A taxonomy of biases in healthcare research: first thoughts

Jeffrey K Aronson, Douglas Badenoch, Jon Brassey, Iain Chalmers, Claire Friedemann Smith, Emily McFadden and David Nunan blog about creating an efficient way to classify biases in healthcare research

“Taxonomy is described sometimes as a science and sometimes as an art, but really it’s a battleground.”

― Bill Bryson, A Short History of Nearly Everything

As we write this, there are 49 named biases listed alphabetically in the CEBM’s Catalogue of Bias (CoB), and it promises to grow. Our complete list of potential entries currently runs to about 250. This number is overwhelming, especially if you don’t know the name of the bias you are trying to locate. Who would ever guess what Neyman’s bias is, just from the name? As the number of biases in the Catalogue grows, we need to organise them in a user-friendly way.

At the third meeting of the CoB team on 28 February and 1 March 2019, we started to untangle and classify the different types of biases in a way that would help those consulting the Catalogue. Our motivation is to make the content of the Catalogue more accessible to users, particularly those who may be new to biases in research, and to identify the relationships that link different types of bias. Researchers aiming to draw valid conclusions from their research need to be aware of the different ways in which biases can undermine it. But to be clear, we are not trying to organise biases systematically. In future it may be possible to follow a more systematic approach, including evaluating the work of our predecessors. But for now, our approach is a pragmatic one.

** WHAT THIS TASK INVOLVES **
According to the blog post on classifying biases, how many named biases did the Catalogue of Bias list at the time of writing? The records are separate from the blog post.

** DATASET **
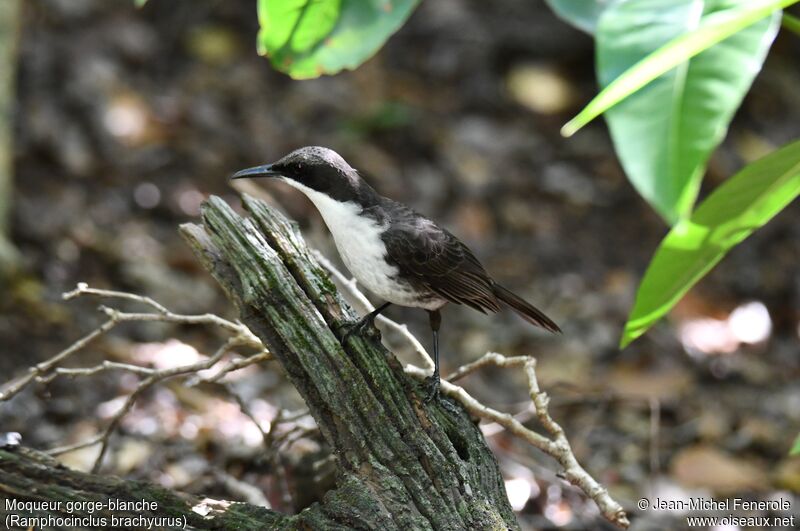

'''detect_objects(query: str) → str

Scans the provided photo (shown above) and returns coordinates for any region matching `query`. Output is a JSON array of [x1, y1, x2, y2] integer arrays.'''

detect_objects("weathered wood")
[[0, 197, 518, 531], [183, 197, 518, 530]]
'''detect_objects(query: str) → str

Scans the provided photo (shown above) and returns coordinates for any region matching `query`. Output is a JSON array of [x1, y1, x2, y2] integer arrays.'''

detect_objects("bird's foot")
[[342, 315, 375, 343], [425, 374, 439, 402], [424, 376, 458, 414]]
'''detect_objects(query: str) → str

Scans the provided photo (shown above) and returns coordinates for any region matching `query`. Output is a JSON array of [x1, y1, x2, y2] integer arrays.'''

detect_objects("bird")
[[231, 146, 561, 402]]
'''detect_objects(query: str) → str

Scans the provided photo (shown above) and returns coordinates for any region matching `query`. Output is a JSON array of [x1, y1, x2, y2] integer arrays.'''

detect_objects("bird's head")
[[231, 146, 363, 200]]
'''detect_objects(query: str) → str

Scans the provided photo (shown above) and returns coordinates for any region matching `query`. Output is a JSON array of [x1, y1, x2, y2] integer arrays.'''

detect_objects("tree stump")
[[0, 196, 519, 531]]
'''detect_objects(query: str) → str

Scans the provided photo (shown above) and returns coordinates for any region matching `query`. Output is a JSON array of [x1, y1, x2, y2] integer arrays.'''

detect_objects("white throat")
[[282, 178, 443, 308]]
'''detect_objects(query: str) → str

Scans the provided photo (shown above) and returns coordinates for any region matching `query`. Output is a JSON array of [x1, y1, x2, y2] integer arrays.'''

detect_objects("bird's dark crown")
[[271, 146, 363, 199], [231, 146, 378, 206]]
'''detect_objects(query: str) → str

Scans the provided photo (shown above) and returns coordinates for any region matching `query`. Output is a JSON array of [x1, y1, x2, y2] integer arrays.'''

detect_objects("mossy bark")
[[0, 197, 518, 531]]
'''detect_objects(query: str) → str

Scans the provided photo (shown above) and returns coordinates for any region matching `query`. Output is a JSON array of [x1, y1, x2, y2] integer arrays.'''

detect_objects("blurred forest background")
[[0, 0, 800, 529]]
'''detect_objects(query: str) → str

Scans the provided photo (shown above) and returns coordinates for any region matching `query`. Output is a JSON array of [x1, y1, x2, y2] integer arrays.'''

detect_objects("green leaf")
[[561, 0, 798, 136], [789, 434, 800, 455], [597, 0, 780, 224], [620, 140, 800, 348], [546, 0, 617, 35], [782, 13, 800, 35], [258, 0, 419, 79]]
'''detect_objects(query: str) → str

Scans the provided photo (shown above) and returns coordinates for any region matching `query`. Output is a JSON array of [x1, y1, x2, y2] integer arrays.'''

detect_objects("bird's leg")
[[425, 310, 442, 402], [342, 302, 392, 343]]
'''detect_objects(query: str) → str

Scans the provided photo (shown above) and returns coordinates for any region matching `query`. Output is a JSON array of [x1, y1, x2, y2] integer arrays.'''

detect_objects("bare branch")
[[405, 352, 630, 527], [0, 282, 270, 402], [311, 249, 433, 372]]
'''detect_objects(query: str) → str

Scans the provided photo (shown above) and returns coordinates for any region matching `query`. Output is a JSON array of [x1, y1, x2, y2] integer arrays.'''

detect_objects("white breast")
[[284, 179, 444, 309]]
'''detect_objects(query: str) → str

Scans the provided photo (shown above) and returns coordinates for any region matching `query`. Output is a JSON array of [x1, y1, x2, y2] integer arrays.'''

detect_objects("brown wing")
[[382, 203, 500, 312]]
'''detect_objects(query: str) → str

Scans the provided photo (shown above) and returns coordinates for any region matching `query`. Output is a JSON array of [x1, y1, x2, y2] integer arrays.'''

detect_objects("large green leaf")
[[561, 0, 800, 136], [597, 0, 780, 224], [620, 140, 800, 347], [789, 435, 800, 455], [258, 0, 419, 79], [546, 0, 620, 34]]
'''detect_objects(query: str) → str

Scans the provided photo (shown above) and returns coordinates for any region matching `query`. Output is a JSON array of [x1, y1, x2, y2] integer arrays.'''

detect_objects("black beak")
[[231, 164, 281, 179]]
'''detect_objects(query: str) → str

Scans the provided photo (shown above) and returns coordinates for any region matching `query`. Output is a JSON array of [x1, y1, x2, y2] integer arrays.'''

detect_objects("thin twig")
[[0, 282, 269, 402], [405, 352, 630, 527]]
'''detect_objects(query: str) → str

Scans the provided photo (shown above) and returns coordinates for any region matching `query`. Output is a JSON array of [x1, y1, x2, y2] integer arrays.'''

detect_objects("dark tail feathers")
[[492, 284, 561, 333]]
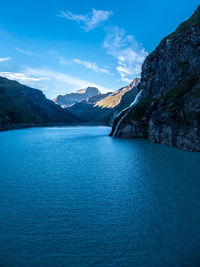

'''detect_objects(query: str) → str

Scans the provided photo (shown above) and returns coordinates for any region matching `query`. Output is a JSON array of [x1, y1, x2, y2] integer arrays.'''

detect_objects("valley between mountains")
[[0, 7, 200, 151]]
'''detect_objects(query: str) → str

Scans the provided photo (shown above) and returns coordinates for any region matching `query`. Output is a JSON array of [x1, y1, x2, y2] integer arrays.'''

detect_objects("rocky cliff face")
[[111, 7, 200, 151], [53, 87, 101, 107], [0, 77, 79, 131], [67, 78, 139, 126]]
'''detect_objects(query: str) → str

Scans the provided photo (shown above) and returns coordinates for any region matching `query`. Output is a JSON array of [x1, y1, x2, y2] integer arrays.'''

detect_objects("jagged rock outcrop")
[[111, 7, 200, 151], [0, 77, 80, 131], [53, 87, 101, 107], [67, 78, 139, 126]]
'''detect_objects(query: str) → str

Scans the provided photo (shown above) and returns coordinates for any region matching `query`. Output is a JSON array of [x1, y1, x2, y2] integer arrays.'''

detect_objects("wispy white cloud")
[[103, 27, 148, 82], [0, 72, 48, 84], [0, 57, 11, 63], [58, 8, 113, 31], [23, 68, 112, 92], [74, 58, 111, 74], [16, 48, 35, 56]]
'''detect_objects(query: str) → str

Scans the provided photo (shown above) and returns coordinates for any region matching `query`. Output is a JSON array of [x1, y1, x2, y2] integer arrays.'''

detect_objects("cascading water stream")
[[112, 90, 143, 137]]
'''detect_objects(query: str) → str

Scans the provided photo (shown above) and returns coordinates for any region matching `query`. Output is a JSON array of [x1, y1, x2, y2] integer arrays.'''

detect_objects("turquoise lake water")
[[0, 127, 200, 267]]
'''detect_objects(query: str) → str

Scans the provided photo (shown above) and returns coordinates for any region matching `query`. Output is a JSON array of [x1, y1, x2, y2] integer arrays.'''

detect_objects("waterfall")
[[112, 90, 143, 137]]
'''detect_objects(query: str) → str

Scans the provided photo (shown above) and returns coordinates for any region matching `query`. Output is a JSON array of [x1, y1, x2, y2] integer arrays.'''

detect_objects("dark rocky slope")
[[111, 7, 200, 151], [0, 77, 79, 131]]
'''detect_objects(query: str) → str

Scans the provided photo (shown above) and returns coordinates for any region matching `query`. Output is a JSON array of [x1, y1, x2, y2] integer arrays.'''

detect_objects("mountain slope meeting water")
[[0, 127, 200, 267], [111, 7, 200, 151], [0, 77, 80, 131], [67, 78, 139, 126]]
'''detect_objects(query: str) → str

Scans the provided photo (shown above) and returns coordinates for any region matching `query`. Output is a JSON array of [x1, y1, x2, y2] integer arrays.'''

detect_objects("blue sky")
[[0, 0, 199, 98]]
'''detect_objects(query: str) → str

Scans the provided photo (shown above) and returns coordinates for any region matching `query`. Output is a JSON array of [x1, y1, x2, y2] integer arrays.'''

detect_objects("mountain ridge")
[[0, 77, 79, 130], [111, 7, 200, 151]]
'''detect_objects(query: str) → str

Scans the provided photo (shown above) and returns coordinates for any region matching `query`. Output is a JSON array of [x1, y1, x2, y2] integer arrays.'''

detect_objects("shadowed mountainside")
[[0, 77, 80, 130], [111, 7, 200, 151], [67, 78, 139, 125]]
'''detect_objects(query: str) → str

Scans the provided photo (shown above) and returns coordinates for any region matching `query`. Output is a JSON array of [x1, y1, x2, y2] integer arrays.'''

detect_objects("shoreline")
[[0, 122, 112, 132]]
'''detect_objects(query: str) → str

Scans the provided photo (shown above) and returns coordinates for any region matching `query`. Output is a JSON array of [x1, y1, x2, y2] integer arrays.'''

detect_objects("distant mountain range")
[[53, 87, 101, 107], [66, 78, 139, 125], [0, 77, 80, 130]]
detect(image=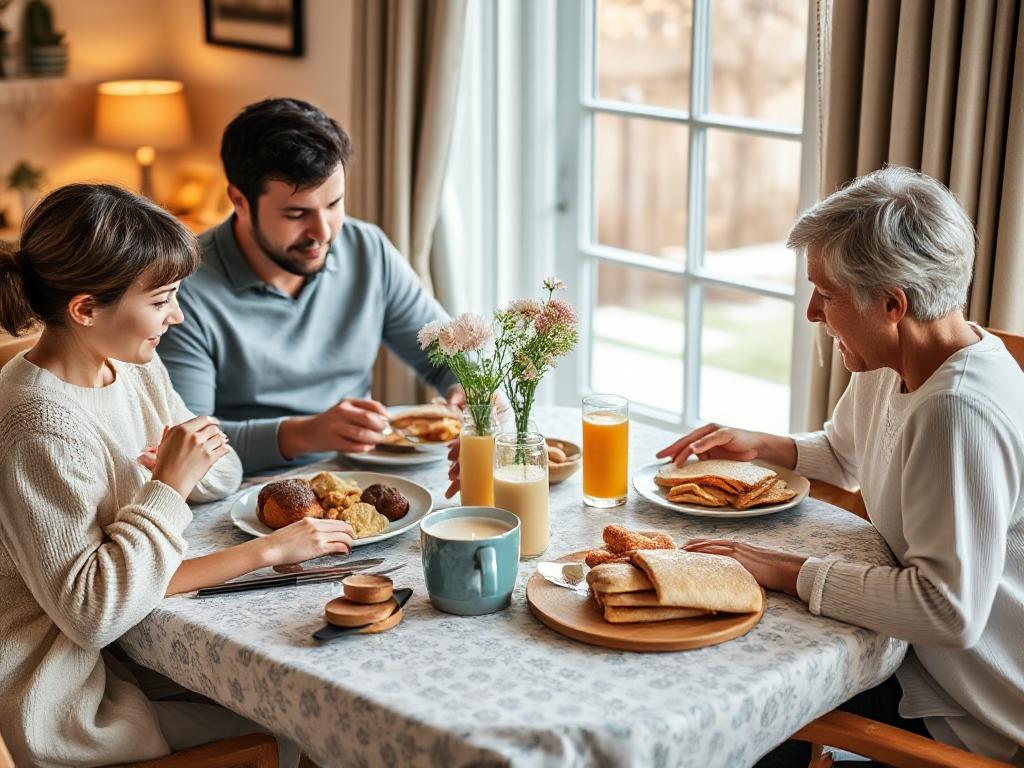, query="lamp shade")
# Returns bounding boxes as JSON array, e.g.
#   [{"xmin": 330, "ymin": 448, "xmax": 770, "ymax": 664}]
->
[{"xmin": 96, "ymin": 80, "xmax": 190, "ymax": 150}]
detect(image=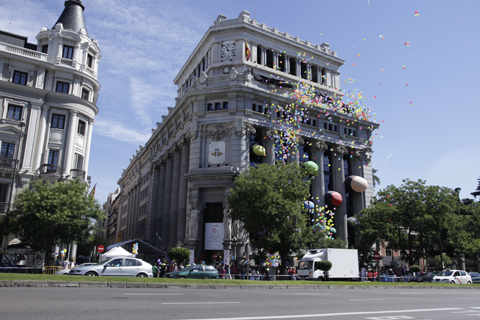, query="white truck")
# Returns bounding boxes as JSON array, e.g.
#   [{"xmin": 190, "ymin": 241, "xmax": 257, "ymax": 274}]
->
[{"xmin": 297, "ymin": 248, "xmax": 359, "ymax": 280}]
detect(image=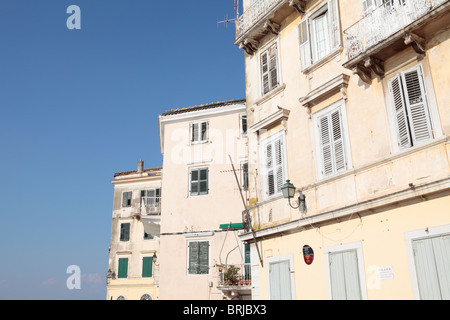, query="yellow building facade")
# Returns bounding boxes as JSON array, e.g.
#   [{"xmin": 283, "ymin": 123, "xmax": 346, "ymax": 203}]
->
[{"xmin": 235, "ymin": 0, "xmax": 450, "ymax": 299}]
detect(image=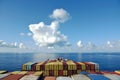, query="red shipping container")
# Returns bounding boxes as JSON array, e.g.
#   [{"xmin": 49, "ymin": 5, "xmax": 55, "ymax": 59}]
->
[
  {"xmin": 49, "ymin": 70, "xmax": 54, "ymax": 76},
  {"xmin": 44, "ymin": 76, "xmax": 56, "ymax": 80},
  {"xmin": 63, "ymin": 62, "xmax": 68, "ymax": 70},
  {"xmin": 58, "ymin": 70, "xmax": 63, "ymax": 76},
  {"xmin": 31, "ymin": 63, "xmax": 37, "ymax": 71}
]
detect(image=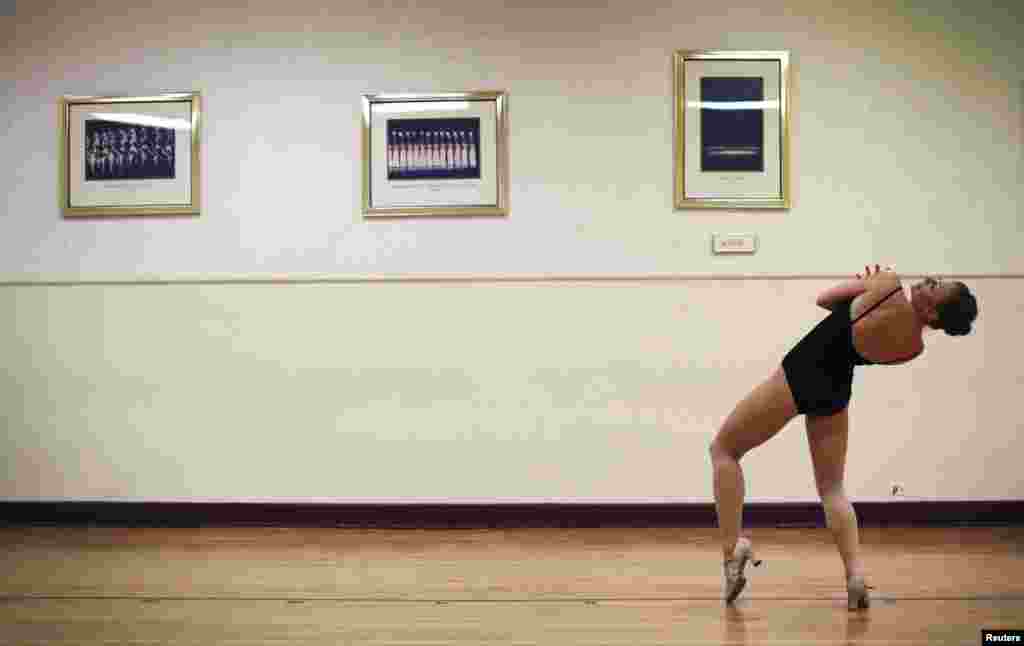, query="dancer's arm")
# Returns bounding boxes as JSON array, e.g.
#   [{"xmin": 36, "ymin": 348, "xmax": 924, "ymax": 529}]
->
[
  {"xmin": 817, "ymin": 278, "xmax": 867, "ymax": 310},
  {"xmin": 817, "ymin": 265, "xmax": 899, "ymax": 310}
]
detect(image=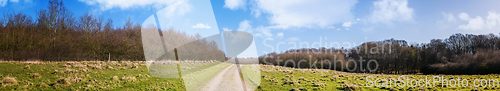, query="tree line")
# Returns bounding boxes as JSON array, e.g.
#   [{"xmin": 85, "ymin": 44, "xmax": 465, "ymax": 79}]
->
[
  {"xmin": 259, "ymin": 33, "xmax": 500, "ymax": 74},
  {"xmin": 0, "ymin": 0, "xmax": 224, "ymax": 61}
]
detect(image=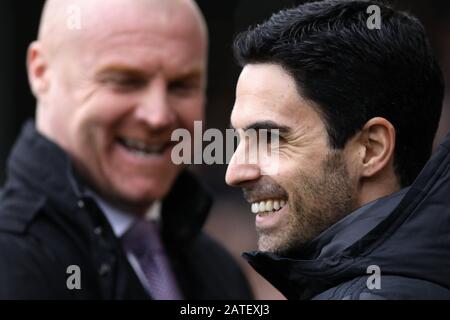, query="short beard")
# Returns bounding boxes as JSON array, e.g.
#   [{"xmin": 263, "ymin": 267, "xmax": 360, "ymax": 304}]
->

** WRITTEN REPLY **
49